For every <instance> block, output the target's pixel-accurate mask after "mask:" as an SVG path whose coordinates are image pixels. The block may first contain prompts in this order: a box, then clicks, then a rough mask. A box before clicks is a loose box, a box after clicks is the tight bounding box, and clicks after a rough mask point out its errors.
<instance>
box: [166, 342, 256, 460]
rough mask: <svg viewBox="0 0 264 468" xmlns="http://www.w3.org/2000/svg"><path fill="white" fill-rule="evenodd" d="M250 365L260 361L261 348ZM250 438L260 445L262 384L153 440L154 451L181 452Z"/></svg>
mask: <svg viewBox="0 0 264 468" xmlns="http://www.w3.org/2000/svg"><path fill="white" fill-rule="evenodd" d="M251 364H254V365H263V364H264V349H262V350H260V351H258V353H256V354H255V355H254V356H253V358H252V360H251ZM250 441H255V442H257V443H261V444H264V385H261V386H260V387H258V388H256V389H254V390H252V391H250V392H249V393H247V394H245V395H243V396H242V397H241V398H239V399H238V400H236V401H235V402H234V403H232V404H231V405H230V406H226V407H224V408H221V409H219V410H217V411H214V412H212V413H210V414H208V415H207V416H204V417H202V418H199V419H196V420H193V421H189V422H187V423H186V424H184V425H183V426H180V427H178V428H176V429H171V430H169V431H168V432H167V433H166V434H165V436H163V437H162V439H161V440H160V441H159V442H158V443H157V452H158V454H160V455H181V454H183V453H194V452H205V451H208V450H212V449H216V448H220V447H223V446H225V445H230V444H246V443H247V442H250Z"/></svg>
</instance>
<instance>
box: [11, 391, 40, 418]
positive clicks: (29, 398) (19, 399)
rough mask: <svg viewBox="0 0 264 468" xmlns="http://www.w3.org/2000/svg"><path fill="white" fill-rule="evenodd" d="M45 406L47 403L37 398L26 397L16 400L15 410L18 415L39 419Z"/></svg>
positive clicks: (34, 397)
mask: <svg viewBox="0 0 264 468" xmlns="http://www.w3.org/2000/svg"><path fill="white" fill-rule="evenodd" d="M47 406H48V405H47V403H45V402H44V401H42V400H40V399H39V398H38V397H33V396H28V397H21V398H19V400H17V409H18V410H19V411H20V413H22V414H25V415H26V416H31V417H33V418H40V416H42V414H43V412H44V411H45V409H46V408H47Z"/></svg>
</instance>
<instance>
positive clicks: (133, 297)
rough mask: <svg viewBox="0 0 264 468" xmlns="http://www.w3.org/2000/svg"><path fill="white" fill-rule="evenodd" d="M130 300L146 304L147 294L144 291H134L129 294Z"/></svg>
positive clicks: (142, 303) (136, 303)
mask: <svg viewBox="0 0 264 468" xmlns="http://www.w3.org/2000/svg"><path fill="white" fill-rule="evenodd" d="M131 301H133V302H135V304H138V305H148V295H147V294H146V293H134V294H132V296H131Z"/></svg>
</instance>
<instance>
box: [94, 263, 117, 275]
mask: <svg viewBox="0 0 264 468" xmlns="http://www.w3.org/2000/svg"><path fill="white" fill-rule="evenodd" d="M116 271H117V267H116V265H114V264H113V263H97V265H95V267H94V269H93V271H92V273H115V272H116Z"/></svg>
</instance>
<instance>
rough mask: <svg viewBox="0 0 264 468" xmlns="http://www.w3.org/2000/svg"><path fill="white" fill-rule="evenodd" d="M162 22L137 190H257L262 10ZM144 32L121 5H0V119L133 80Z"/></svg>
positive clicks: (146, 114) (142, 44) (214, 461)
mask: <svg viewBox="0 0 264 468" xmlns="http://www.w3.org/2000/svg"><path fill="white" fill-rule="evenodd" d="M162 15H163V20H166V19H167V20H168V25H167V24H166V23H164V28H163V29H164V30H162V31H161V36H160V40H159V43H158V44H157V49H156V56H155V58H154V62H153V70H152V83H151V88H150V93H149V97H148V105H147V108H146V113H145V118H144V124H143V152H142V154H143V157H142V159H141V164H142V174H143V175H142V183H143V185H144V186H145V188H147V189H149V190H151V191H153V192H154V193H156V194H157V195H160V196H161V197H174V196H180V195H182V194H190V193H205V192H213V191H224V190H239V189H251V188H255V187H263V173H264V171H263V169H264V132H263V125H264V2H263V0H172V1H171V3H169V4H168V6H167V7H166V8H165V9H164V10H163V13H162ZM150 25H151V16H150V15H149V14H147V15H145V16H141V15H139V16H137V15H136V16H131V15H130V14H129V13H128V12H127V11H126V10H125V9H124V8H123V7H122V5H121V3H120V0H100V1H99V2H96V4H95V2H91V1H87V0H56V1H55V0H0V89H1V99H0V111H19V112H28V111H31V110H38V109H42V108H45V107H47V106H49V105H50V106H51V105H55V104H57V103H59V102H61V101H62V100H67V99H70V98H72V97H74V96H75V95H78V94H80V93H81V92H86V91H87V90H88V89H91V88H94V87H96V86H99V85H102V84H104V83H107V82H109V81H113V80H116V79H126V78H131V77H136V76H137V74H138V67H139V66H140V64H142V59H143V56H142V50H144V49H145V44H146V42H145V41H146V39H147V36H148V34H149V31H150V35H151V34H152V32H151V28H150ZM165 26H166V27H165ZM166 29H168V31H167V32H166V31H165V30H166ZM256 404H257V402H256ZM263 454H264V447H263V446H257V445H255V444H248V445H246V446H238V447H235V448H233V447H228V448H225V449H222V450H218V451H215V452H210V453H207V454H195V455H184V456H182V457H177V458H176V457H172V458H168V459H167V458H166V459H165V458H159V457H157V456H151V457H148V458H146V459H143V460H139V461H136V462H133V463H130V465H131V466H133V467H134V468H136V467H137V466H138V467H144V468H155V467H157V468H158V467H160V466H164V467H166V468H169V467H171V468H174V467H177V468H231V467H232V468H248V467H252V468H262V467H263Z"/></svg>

☆ ☆ ☆ ☆ ☆

◆ WORK INSTRUCTIONS
All of the data, start to finish: please output it exactly.

◆ SOLUTION TO THIS TASK
For every <instance> block, output the target's pixel-accurate mask after "mask:" as an SVG path whose coordinates are image pixels. The block may first contain prompts in this order: a box, then clicks, then a rough mask. A box before clicks is a loose box, a box after clicks is the tight bounding box, and clicks after a rough mask point out its errors.
<instance>
box: [166, 342, 256, 460]
rough mask: <svg viewBox="0 0 264 468" xmlns="http://www.w3.org/2000/svg"><path fill="white" fill-rule="evenodd" d="M250 365L260 361L261 348ZM250 438L260 445L262 384L153 440L154 451L181 452Z"/></svg>
mask: <svg viewBox="0 0 264 468" xmlns="http://www.w3.org/2000/svg"><path fill="white" fill-rule="evenodd" d="M251 364H254V365H263V364H264V349H262V350H260V351H258V353H256V354H255V355H254V356H253V358H252V360H251ZM250 441H255V442H257V443H261V444H264V385H261V386H260V387H258V388H256V389H254V390H252V391H250V392H249V393H247V394H245V395H243V396H242V397H241V398H239V399H238V400H236V401H235V402H234V403H232V404H231V405H230V406H226V407H224V408H221V409H219V410H217V411H214V412H212V413H210V414H208V415H207V416H204V417H202V418H199V419H196V420H193V421H189V422H187V423H186V424H184V425H183V426H180V427H178V428H176V429H171V430H169V431H168V432H167V433H166V434H165V436H163V437H162V439H161V440H160V441H159V442H158V443H157V452H158V454H160V455H181V454H183V453H194V452H205V451H208V450H212V449H216V448H220V447H223V446H225V445H230V444H246V443H247V442H250Z"/></svg>
</instance>
<instance>
box: [11, 391, 40, 418]
positive clicks: (29, 398) (19, 399)
rough mask: <svg viewBox="0 0 264 468" xmlns="http://www.w3.org/2000/svg"><path fill="white" fill-rule="evenodd" d="M45 406L47 403L37 398L26 397L16 400L15 410L18 415L39 419Z"/></svg>
positive clicks: (34, 397)
mask: <svg viewBox="0 0 264 468" xmlns="http://www.w3.org/2000/svg"><path fill="white" fill-rule="evenodd" d="M47 406H48V405H47V403H45V402H44V401H42V400H40V399H39V398H38V397H33V396H28V397H21V398H19V400H17V409H18V410H19V411H20V413H22V414H25V415H26V416H31V417H33V418H40V416H42V414H43V412H44V411H45V409H46V408H47Z"/></svg>
</instance>
<instance>
positive clicks: (133, 297)
rough mask: <svg viewBox="0 0 264 468" xmlns="http://www.w3.org/2000/svg"><path fill="white" fill-rule="evenodd" d="M130 300L146 304L147 294L144 291H134L129 294Z"/></svg>
positive clicks: (142, 303) (136, 303)
mask: <svg viewBox="0 0 264 468" xmlns="http://www.w3.org/2000/svg"><path fill="white" fill-rule="evenodd" d="M131 301H133V302H135V304H138V305H148V295H147V294H146V293H134V294H132V296H131Z"/></svg>
</instance>
<instance>
box: [94, 263, 117, 275]
mask: <svg viewBox="0 0 264 468" xmlns="http://www.w3.org/2000/svg"><path fill="white" fill-rule="evenodd" d="M116 271H117V267H116V265H114V264H113V263H97V265H95V267H94V269H93V271H92V273H115V272H116Z"/></svg>
</instance>
<instance>
rough mask: <svg viewBox="0 0 264 468" xmlns="http://www.w3.org/2000/svg"><path fill="white" fill-rule="evenodd" d="M162 22L137 190H257L262 10ZM144 32L121 5H0V119L133 80Z"/></svg>
positive clicks: (146, 114) (142, 44) (214, 461)
mask: <svg viewBox="0 0 264 468" xmlns="http://www.w3.org/2000/svg"><path fill="white" fill-rule="evenodd" d="M162 15H163V20H166V19H167V20H168V25H167V24H166V23H164V28H163V29H164V30H162V31H161V36H160V40H159V43H158V44H157V49H156V56H155V58H154V62H153V70H152V83H151V88H150V93H149V97H148V105H147V108H146V113H145V118H144V124H143V152H142V154H143V157H142V159H141V164H142V174H143V175H142V183H143V185H144V186H145V188H147V189H149V190H151V191H153V192H154V193H156V194H157V195H160V196H161V197H174V196H180V195H182V194H190V193H205V192H213V191H224V190H239V189H251V188H255V187H263V173H264V171H263V169H264V132H263V125H264V2H263V0H172V1H171V3H169V4H168V6H167V7H166V8H165V9H164V10H163V13H162ZM150 25H151V16H150V15H149V14H147V15H145V16H141V15H139V16H137V15H136V16H131V15H130V14H129V13H128V12H127V11H126V10H125V9H124V8H123V7H122V5H121V3H120V0H100V1H99V2H96V4H95V2H91V1H87V0H56V1H55V0H0V89H1V99H0V111H19V112H28V111H31V110H38V109H42V108H45V107H47V106H49V105H50V106H51V105H55V104H57V103H59V102H61V101H62V100H67V99H70V98H72V97H74V96H75V95H78V94H80V93H81V92H86V91H87V90H88V89H91V88H94V87H96V86H99V85H102V84H104V83H107V82H109V81H113V80H116V79H126V78H131V77H136V76H137V74H138V67H139V66H140V64H142V59H143V56H142V50H144V49H145V44H146V42H145V41H146V39H147V36H148V34H149V31H150V35H151V34H152V32H151V28H150ZM165 26H166V27H165ZM166 29H168V31H167V32H166V31H165V30H166ZM256 404H257V402H256ZM263 454H264V447H263V446H257V445H255V444H248V445H246V446H238V447H235V448H233V447H228V448H225V449H222V450H218V451H215V452H210V453H207V454H195V455H184V456H182V457H177V458H176V457H172V458H168V459H167V458H166V459H165V458H159V457H157V456H151V457H148V458H146V459H143V460H139V461H136V462H133V463H130V465H131V466H133V467H134V468H136V467H137V466H138V467H144V468H155V467H157V468H158V467H160V466H164V467H166V468H169V467H171V468H174V467H177V468H231V467H232V468H248V467H252V468H262V467H263Z"/></svg>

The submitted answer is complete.